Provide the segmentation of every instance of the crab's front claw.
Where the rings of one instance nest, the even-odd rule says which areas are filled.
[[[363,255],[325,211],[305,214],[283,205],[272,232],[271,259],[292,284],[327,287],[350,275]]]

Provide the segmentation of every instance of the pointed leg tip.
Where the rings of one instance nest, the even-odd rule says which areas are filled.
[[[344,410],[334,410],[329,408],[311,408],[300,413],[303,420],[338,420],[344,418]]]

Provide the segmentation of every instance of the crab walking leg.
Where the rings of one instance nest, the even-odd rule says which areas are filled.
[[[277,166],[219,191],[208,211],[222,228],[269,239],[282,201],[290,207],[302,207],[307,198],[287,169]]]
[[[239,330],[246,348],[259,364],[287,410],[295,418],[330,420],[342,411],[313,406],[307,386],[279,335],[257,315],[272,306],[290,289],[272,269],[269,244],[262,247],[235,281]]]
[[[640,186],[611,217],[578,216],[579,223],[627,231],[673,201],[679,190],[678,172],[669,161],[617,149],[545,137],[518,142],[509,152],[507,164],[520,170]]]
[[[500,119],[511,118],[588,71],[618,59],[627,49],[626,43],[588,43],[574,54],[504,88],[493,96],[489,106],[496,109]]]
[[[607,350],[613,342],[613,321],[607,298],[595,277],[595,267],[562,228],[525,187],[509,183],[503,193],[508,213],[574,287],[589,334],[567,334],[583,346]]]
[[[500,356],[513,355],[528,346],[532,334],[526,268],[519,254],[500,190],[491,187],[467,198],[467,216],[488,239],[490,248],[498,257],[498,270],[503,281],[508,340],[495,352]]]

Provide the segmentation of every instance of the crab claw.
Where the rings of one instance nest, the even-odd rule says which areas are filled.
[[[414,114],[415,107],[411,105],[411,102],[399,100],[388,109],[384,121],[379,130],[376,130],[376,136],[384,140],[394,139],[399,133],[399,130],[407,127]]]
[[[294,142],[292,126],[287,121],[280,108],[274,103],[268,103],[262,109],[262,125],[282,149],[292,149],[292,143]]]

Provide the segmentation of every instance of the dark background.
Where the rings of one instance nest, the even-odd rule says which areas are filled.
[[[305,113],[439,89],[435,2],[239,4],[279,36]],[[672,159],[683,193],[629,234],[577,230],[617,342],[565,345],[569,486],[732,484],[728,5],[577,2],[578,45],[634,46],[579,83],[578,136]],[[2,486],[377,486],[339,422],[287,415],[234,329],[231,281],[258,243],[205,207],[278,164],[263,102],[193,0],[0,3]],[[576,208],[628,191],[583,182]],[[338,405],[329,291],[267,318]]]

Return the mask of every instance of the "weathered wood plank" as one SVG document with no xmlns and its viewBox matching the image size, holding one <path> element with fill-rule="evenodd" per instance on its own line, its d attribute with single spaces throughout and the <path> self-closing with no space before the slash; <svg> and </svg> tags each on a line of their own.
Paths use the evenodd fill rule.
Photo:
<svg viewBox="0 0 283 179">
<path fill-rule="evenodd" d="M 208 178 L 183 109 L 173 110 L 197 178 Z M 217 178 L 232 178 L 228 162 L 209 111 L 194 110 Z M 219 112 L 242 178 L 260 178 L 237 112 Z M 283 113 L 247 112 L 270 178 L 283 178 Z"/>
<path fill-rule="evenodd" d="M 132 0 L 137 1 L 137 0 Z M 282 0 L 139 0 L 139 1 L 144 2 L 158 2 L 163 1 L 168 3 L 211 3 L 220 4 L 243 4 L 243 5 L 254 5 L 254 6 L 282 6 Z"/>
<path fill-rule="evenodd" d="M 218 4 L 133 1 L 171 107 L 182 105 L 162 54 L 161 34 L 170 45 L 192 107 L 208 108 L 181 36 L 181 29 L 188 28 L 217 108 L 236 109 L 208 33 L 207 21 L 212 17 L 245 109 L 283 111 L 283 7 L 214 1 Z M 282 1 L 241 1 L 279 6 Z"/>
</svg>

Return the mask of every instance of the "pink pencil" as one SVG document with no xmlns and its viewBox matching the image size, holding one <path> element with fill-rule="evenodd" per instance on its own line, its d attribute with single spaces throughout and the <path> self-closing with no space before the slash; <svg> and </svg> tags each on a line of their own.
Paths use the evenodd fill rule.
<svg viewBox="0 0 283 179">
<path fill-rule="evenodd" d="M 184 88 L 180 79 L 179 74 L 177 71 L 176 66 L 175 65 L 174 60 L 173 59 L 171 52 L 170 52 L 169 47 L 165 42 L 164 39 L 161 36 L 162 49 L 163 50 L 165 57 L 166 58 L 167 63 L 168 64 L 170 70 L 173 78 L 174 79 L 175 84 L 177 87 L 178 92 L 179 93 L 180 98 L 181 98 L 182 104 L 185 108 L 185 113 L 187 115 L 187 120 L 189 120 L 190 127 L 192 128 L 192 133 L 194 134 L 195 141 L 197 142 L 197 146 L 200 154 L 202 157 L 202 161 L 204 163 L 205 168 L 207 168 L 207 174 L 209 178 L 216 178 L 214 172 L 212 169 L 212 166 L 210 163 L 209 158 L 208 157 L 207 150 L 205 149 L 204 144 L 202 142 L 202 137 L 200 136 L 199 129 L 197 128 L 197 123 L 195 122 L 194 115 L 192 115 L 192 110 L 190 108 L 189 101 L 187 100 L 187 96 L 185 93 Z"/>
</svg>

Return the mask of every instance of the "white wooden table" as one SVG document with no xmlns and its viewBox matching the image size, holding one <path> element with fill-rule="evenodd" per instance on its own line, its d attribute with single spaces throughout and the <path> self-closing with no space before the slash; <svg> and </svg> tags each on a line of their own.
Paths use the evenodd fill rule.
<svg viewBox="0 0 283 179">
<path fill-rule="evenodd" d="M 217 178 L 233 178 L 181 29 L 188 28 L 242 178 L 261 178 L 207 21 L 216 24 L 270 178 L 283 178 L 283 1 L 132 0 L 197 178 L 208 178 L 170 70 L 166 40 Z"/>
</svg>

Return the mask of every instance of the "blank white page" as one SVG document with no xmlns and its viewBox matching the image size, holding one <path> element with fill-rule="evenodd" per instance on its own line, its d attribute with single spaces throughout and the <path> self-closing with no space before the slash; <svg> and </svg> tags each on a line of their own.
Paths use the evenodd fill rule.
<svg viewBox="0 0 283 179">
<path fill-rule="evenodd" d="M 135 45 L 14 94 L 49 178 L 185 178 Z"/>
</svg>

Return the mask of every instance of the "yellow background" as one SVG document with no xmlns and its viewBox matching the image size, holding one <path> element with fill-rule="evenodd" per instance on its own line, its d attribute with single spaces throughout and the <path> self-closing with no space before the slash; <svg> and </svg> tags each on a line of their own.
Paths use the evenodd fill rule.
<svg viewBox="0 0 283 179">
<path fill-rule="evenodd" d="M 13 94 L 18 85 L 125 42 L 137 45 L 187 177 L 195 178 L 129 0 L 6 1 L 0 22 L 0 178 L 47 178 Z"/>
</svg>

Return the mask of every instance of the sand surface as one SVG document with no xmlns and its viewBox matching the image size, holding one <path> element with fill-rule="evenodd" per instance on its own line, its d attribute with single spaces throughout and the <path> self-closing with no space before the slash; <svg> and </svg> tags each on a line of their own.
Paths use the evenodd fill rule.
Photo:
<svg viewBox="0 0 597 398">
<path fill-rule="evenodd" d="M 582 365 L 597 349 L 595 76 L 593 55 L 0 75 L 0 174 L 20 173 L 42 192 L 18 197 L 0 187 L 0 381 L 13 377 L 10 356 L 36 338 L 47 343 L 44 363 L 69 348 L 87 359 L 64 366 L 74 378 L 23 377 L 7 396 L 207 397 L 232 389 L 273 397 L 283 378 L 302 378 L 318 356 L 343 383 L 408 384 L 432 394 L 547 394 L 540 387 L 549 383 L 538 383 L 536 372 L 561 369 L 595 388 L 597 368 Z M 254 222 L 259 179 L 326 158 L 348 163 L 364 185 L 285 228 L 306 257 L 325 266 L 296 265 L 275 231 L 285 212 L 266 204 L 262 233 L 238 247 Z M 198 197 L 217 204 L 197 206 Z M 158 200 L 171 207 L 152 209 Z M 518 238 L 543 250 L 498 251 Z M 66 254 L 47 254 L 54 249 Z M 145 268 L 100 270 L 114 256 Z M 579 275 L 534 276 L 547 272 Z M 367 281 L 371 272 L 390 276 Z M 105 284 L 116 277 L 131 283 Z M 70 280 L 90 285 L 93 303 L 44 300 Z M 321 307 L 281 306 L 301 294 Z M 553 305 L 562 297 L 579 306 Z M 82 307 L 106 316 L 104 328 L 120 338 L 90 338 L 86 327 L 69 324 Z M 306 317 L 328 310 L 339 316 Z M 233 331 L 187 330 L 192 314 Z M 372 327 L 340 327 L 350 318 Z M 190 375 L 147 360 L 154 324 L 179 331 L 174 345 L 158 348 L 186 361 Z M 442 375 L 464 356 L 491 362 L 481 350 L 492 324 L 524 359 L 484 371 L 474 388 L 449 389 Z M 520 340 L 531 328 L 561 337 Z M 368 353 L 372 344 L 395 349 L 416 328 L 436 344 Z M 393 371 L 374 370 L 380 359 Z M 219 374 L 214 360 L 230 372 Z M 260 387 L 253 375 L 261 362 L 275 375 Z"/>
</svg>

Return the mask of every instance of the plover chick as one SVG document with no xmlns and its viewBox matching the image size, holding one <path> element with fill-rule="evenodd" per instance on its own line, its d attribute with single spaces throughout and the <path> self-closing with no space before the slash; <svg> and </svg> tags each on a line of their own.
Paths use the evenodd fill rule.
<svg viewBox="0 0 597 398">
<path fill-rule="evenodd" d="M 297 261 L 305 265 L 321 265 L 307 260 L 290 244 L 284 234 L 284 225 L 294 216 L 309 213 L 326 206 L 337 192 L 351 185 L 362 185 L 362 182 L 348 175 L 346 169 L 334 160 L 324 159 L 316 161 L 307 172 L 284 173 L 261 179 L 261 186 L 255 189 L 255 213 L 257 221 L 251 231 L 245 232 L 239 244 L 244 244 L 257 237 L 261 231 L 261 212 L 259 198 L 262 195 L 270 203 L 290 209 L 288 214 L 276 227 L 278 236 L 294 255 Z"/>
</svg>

* * * * *

§ GOAL: Quote only the lines from the line containing "Return the mask of every instance of the plover" through the end of the listing, please, keeping both the first and the last line.

§ SOLUTION:
Return the mask of every instance of the plover chick as one SVG document with no xmlns and its viewBox matching the image size, holding one <path> element with fill-rule="evenodd" per instance on its own line, its d attribute with single spaces throughout and the <path> self-closing with no space before the slash; <svg> and </svg> tags each on a line of their own.
Paths use the evenodd fill rule.
<svg viewBox="0 0 597 398">
<path fill-rule="evenodd" d="M 297 261 L 305 265 L 321 265 L 307 260 L 290 244 L 284 234 L 284 225 L 294 216 L 309 213 L 326 206 L 337 192 L 351 185 L 362 185 L 362 182 L 348 175 L 346 169 L 334 160 L 324 159 L 316 161 L 307 172 L 284 173 L 261 179 L 261 186 L 255 189 L 255 213 L 257 221 L 251 231 L 245 232 L 239 244 L 244 244 L 257 237 L 261 231 L 261 212 L 259 198 L 262 195 L 270 203 L 290 209 L 288 214 L 276 227 L 278 236 L 294 255 Z"/>
</svg>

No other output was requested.